» The problem:
From the first line to the last, reproduce the records exactly as they appear below.

Dataset excerpts
:::::
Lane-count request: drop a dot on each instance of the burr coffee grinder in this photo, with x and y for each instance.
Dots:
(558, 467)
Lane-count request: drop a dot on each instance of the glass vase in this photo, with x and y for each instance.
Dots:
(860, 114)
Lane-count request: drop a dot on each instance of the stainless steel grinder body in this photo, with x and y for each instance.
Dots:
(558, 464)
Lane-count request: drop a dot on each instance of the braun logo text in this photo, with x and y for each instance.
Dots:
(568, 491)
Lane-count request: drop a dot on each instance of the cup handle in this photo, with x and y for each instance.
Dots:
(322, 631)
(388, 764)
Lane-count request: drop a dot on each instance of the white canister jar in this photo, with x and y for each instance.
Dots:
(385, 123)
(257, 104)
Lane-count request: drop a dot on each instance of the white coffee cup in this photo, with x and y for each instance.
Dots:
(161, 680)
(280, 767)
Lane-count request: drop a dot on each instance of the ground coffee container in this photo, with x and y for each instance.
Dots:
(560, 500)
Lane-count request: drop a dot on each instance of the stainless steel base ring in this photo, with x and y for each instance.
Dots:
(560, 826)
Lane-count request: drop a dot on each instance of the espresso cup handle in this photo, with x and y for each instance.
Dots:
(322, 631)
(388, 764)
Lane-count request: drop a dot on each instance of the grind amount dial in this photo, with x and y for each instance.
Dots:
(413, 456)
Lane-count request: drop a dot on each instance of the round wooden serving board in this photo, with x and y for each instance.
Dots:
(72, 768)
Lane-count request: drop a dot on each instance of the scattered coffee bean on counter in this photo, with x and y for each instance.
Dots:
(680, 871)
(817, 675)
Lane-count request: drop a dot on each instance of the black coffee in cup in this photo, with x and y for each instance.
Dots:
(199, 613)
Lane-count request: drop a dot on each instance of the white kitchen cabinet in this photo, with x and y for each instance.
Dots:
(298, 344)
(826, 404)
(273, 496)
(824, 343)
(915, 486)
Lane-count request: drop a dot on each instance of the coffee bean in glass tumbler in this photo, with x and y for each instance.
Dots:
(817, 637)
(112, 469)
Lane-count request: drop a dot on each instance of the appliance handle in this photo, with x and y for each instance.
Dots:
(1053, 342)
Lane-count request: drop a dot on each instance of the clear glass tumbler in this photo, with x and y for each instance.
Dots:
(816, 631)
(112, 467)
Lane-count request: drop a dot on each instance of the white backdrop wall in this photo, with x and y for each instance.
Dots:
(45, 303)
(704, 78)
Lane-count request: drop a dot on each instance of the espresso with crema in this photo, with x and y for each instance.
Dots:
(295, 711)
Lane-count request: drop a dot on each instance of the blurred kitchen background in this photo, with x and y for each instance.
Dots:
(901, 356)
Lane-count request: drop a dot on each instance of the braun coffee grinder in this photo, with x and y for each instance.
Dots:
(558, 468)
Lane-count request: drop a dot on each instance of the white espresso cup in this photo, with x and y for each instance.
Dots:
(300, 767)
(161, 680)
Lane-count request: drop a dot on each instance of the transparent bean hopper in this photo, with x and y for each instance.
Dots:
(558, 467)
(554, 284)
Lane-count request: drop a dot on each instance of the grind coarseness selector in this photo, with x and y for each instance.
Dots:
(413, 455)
:::::
» Response to the exercise:
Lane-count request: drop a dot on each instance of the burr coffee grinder in this photo, with x and y for each instance.
Dots:
(558, 467)
Lane-count request: drop a dot on each instance of the glass vase in this photo, with x and y for each instance.
Dots:
(860, 114)
Lane-count request: drop a dot on each instance of the stainless steel grinder body in this photo, with x and y for each instance.
Dots:
(558, 464)
Lane-count request: drop a dot on each instance of the braun logo text in this photo, with x and y for each instance.
Dots:
(568, 491)
Lane-count request: drop a dot on each instance of the cup handle in this photo, with x and y for each instance.
Dots:
(322, 631)
(388, 764)
Lane-count request: drop a dot on each instance of the white canister jar in this photo, with x and y for each instance.
Dots:
(385, 123)
(257, 104)
Lane-count request: drop a dot on each instance of the white coffee cup in this photo, with x and y for each instance.
Dots:
(161, 680)
(280, 767)
Lane-count request: drop a dot on each instance of the ground coffee container in this photo, with x and y for each instance.
Dots:
(560, 500)
Lane-count request: drop a dot on each instance of the stainless steel base ring in this photo, with x and y for each instance.
Dots:
(560, 826)
Lane-count request: drop a dot on each instance of the espresso cup handle in this photo, with x and y for each instance.
Dots:
(322, 631)
(388, 764)
Lane-count request: drop a dot on each instance of the grind amount dial in this photo, with x and y for each instance.
Dots:
(413, 456)
Lane-count request: drop a dot on each instance of the round wooden serving board in this photo, with x and y for each instance.
Dots:
(72, 768)
Lane-count request: drop a dot on each instance of the scattered coffee bean on counter in this photo, with x and y for each instance.
Dots:
(680, 871)
(817, 675)
Lane-count request: drop a dot on each instance of the black coffee in cup in this photo, with x and y for each instance.
Dots:
(199, 613)
Lane-count request: drop a dot on each instance of the white kitchen cabinet in this photo, with x and y for each instance.
Dots:
(298, 344)
(826, 404)
(273, 496)
(824, 343)
(915, 486)
Lane-count request: drop a dot on each instance of the coffee bean in glass tumbler in this photo, with x and y for each instance.
Dots:
(817, 637)
(112, 469)
Lane-count request: drop a dot on each instance of the appliance handle in this photo, with x and y for each instance.
Dots:
(1053, 342)
Lane-count request: drop a dot on each instance of the clear glass tumbler in this photo, with x and y for each instance.
Dots:
(816, 631)
(112, 467)
Lane-count request: drop a dot on each instance of the white backdrop wall in this photo, with x and y for each instance.
Dots:
(45, 303)
(704, 78)
Lane-count request: drop a dot on each instance of the espresso with crema in this photo, with x and y for each instance.
Dots:
(295, 711)
Lane-count request: drop a dot on each instance of the blurred kitchen background in this photo, with x and y for each instance.
Dots:
(901, 356)
Lane-count request: drop a dot on each instance of the braun coffee grinder in this photo, with x and y for each instance.
Dots:
(558, 468)
Lane-count request: drop a dot on each instance of the white espresso cup in this photo, with x and y for each instance.
Dots:
(300, 767)
(161, 680)
Lane-count request: drop a dot on each instance of the transparent bean hopper in this photo, with x and y for each instance.
Dots:
(558, 467)
(554, 284)
Lane-count request: drop a dot on each instance of the grind coarseness selector in this photo, with x and y for each instance.
Dots:
(413, 455)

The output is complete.